— Begin SOURCE TEXT —

True though I do think 2k dims is coming it 8.8

peterstjohn · on May 5, 2023

Are they forking Lucene or somehow getting the Lucene devs to increase that limit? Because this PR has been open for over a year now: https://github.com/apache/lucene/issues/11507

softwaredoug · on May 5, 2023

No - they just did something in Elasticsearch to make their own FieldType https://github.com/elastic/elasticsearch/pull/95257

heipei · on May 5, 2023

Plus Elasticsearch is a breeze to operate and scale in a fault-tolerant matter.

bbarnett · on May 5, 2023

I suspect missing sarcasm tags here. The very least, from a lack of a stable, security update only release beanch.

heipei · on May 5, 2023

Not really, I've been operating 10+ node Elasticsearch cluster for years, running on a workload scheduler (Nomad). I never have to perform any maintenance or housekeeping except deleting old indices, and updates are performed by bumping a container version number and then restarting nodes one-by-one with a delay in between.

trgn · on May 5, 2023

Vector will eventually just be another data-type in all db-systems. Already so many production systems have their data replicated across multiple dbs, just to accommodate different use-cases. I'm not keen in adding yet another one.

hobs · on May 5, 2023

In the ANN benchmarks Elastic sets the bottom bar afaict.http://ann-benchmarks.com/

softwaredoug · on May 5, 2023

That appears to be the old community maintained plugin, Elastic KNN, not the official Lucene based HNSW implementation.

hobs · on May 5, 2023

That's very interesting to me, do you know if there's any numbers on the official implementation?

softwaredoug · on May 5, 2023

Not that I know of, I would love to see them if they exist...

gk1 · on May 5, 2023

Hey Doug :)

We always encourage folks to do their own testing. Everyone has different performance requirements, data shapes/sizes, budgets, and expectations of the user experience.

Elasticsearch is a great option. But clearly there's a large cohort of smart teams that decided the combination of performance + cost + scale + [etc] on Pinecone makes more sense for them.

softwaredoug · on May 5, 2023

Hey Greg! Yes I am trolling a bit, to see what the answers might be.

IMO - the real reason "Y Not Elasticsearch" is not because they're dumb or its bad. It's actually because they're not building for the search / AI market like you all are :)

When someone runs out of RAM with their Numpy array, they google, and you guys come up really speaking to that audience, building features, showing people how to build specific solutions, etc.

— End SOURCE TEXT —

### GIVEN REQUEST 1
In the forum thread, which workload scheduler runs the Elasticsearch cluster of more than ten nodes?
### GIVEN REQUEST 2
Return the span of the forum thread that begins at the words "That's very interesting" and stops after "if they exist...", copied character for character.

— Begin RAW DATA —

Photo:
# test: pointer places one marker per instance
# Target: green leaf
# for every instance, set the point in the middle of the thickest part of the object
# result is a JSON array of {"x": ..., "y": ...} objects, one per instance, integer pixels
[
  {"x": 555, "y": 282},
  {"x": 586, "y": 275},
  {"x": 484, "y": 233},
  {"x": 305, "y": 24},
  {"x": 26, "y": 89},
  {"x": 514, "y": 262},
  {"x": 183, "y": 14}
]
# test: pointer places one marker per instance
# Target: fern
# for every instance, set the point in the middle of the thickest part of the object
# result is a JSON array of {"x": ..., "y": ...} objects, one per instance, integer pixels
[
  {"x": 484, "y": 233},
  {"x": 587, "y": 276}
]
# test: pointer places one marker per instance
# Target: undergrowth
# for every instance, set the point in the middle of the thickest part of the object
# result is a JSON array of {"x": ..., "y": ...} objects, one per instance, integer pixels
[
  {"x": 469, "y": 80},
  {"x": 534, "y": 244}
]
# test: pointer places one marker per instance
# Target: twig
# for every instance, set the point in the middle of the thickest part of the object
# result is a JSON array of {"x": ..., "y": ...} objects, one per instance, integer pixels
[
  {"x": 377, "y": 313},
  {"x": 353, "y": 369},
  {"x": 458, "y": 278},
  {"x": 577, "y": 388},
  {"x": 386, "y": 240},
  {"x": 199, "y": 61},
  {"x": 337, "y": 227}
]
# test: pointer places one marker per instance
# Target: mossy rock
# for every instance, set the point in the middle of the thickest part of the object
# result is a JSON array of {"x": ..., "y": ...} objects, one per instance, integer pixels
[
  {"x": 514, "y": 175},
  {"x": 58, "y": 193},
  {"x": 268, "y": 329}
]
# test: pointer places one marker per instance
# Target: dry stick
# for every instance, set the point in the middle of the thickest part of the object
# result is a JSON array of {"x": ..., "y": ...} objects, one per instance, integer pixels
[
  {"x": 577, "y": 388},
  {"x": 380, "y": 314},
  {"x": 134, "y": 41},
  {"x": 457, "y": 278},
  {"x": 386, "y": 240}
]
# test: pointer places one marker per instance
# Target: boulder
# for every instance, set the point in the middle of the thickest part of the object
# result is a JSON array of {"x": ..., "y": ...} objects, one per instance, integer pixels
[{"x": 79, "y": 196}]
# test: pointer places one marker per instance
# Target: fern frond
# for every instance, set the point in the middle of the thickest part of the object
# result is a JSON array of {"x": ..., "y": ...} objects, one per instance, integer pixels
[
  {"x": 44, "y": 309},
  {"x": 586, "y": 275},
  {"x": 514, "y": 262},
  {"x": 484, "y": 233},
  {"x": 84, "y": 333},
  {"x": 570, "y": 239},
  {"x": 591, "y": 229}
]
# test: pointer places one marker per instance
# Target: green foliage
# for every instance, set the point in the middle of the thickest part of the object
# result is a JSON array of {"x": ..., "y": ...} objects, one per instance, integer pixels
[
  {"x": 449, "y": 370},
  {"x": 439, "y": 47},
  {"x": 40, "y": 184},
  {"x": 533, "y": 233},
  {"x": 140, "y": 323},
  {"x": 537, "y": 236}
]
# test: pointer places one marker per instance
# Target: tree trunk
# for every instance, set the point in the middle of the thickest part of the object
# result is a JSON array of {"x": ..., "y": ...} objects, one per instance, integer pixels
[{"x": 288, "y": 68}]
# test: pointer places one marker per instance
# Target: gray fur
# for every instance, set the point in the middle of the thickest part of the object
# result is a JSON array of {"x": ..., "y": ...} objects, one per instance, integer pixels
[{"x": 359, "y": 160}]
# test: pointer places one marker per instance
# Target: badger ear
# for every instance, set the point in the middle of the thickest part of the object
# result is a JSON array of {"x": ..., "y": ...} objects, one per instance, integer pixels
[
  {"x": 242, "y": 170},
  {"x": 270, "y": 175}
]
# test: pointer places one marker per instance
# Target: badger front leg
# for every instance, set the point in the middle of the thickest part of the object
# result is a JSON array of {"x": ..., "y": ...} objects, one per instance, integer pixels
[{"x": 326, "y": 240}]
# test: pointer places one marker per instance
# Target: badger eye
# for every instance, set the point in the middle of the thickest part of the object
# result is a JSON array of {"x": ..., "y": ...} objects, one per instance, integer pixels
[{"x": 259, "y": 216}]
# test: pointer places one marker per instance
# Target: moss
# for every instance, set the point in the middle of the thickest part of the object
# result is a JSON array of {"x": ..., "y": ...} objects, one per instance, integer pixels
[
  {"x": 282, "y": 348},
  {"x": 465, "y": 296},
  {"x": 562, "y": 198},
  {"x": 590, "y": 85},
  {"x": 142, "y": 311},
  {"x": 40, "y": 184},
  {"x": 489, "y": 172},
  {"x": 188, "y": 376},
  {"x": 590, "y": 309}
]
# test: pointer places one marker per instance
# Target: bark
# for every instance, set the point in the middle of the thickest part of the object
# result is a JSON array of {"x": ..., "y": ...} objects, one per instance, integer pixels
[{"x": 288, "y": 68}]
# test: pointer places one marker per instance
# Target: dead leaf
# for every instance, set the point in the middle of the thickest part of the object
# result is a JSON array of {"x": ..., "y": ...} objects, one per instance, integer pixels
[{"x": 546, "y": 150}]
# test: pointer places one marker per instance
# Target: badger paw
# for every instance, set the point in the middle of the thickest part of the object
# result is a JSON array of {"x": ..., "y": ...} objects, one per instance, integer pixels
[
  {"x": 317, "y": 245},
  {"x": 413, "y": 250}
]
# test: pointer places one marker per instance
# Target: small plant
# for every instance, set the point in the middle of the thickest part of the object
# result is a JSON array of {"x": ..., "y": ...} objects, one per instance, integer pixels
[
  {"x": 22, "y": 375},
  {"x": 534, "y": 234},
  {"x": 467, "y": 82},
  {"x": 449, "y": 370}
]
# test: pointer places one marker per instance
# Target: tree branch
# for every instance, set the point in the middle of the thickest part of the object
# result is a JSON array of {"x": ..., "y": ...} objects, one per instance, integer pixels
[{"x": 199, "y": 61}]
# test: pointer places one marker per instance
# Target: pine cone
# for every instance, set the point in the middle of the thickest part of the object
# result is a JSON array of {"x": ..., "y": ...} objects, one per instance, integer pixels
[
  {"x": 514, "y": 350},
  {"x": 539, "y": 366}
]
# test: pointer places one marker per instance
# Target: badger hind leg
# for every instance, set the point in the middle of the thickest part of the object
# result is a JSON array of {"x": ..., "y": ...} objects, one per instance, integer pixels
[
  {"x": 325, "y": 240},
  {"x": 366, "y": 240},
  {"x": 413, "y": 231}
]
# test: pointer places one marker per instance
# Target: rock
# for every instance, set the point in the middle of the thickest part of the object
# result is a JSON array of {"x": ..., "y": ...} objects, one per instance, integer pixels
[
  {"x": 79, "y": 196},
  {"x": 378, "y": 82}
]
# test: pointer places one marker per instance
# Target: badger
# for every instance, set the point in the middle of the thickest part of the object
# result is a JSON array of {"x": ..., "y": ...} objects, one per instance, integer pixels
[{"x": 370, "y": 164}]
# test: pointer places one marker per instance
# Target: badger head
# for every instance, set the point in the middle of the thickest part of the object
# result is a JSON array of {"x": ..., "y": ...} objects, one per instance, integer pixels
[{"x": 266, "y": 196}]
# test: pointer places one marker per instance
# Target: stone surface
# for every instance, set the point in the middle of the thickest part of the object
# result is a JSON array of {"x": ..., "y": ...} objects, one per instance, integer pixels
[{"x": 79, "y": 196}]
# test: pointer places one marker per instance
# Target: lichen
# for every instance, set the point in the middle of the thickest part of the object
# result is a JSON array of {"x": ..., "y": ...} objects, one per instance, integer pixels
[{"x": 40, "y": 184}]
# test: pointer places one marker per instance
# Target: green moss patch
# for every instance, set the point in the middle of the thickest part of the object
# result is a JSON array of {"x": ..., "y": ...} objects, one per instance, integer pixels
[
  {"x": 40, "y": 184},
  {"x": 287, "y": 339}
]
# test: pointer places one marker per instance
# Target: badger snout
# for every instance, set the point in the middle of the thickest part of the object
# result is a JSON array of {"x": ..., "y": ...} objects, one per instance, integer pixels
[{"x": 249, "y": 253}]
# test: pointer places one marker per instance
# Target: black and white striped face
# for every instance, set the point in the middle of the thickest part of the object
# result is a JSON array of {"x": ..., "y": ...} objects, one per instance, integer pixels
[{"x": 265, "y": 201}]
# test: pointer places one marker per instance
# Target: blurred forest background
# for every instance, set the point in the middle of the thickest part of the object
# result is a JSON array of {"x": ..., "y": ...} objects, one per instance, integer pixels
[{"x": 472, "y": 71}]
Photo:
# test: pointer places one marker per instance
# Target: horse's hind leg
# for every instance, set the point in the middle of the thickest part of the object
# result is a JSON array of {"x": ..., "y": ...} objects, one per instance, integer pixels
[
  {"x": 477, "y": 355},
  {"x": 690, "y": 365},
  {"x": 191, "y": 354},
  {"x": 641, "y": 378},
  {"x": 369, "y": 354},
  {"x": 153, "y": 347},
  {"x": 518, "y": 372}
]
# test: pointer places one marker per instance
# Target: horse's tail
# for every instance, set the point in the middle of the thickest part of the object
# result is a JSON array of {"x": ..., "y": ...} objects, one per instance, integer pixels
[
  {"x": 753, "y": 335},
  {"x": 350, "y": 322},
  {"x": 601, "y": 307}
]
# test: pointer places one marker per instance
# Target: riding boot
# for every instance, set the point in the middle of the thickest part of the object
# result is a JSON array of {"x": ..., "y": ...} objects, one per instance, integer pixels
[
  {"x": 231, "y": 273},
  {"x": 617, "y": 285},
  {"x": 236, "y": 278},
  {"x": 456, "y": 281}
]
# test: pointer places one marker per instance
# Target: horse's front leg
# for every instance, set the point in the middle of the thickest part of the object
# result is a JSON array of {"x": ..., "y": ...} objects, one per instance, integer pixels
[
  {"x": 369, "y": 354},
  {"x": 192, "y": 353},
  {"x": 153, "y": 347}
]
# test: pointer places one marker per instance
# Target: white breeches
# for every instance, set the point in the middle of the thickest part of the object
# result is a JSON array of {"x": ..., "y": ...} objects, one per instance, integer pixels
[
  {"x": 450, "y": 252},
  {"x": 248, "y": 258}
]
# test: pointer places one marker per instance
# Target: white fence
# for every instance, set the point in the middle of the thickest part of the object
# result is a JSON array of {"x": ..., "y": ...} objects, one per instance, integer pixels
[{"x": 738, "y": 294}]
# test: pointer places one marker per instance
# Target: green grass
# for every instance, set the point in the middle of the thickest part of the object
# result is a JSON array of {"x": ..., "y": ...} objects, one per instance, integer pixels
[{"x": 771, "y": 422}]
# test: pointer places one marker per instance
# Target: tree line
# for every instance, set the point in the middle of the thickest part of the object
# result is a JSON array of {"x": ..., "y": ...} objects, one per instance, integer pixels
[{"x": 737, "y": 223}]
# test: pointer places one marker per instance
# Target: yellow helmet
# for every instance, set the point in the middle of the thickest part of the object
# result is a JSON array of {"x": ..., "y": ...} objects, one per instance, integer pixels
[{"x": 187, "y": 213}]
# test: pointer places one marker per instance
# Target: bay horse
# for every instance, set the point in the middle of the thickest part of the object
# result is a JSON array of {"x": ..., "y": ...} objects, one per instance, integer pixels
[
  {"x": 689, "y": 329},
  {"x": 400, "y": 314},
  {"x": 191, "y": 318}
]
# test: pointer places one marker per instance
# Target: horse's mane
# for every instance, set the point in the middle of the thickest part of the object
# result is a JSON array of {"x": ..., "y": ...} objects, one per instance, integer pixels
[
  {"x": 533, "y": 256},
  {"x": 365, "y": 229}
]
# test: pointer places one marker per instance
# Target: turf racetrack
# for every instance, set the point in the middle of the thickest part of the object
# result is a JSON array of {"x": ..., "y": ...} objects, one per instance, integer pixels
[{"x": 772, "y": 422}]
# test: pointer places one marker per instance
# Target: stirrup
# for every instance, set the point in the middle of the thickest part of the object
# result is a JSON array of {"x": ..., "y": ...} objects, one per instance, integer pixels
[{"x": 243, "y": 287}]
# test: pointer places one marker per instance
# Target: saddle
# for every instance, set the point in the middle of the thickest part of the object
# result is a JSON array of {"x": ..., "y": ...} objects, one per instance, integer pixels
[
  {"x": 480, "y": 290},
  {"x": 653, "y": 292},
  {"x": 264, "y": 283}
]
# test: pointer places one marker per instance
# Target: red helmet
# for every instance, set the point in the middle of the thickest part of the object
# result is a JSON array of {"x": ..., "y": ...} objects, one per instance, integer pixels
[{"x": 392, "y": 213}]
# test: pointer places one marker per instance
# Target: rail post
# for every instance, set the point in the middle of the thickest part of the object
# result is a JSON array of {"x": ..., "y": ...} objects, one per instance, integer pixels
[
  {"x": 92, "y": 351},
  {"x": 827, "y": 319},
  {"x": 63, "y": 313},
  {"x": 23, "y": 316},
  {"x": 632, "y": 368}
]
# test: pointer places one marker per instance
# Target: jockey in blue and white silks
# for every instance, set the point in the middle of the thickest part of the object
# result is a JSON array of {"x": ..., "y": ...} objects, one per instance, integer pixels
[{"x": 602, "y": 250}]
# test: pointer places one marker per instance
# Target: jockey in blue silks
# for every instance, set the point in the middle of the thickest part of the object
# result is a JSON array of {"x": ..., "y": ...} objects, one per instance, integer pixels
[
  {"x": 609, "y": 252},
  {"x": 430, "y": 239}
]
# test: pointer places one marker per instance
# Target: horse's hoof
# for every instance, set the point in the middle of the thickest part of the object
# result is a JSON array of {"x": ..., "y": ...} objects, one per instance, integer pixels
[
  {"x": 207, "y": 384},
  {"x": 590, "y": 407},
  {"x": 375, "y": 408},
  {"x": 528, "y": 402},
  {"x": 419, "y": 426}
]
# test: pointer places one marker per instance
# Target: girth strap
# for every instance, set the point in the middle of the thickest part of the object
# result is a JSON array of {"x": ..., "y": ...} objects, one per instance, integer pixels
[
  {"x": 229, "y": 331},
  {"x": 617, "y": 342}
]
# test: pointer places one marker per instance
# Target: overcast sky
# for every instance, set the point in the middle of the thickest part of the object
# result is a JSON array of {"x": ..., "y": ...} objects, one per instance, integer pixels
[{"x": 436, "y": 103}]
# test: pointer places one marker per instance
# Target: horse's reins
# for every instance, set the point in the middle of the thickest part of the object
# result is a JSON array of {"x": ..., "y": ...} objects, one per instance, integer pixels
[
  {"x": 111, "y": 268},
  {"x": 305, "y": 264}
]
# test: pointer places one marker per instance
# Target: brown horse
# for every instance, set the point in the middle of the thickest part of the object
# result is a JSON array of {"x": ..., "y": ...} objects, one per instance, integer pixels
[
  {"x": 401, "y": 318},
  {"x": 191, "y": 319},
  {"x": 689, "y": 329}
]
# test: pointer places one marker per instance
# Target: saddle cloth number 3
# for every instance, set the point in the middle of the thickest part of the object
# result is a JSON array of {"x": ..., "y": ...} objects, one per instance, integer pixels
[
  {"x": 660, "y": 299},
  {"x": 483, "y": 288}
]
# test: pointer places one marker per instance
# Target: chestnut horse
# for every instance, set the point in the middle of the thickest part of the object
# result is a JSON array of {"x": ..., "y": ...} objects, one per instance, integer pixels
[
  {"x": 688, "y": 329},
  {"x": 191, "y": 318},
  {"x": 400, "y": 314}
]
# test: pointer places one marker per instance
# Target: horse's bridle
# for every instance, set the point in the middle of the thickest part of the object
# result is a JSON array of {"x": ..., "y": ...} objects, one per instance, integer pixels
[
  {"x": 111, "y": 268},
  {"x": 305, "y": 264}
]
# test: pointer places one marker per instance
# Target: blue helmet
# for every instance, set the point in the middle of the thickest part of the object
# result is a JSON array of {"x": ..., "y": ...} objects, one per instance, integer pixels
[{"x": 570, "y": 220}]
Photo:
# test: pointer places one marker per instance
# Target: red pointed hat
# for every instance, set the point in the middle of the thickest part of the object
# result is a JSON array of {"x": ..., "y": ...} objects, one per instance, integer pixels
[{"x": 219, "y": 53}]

— End RAW DATA —

### TASK ANSWER 1
Nomad.

### TASK ANSWER 2
That's very interesting to me, do you know if there's any numbers on the official implementation?

softwaredoug · on May 5, 2023

Not that I know of, I would love to see them if they exist...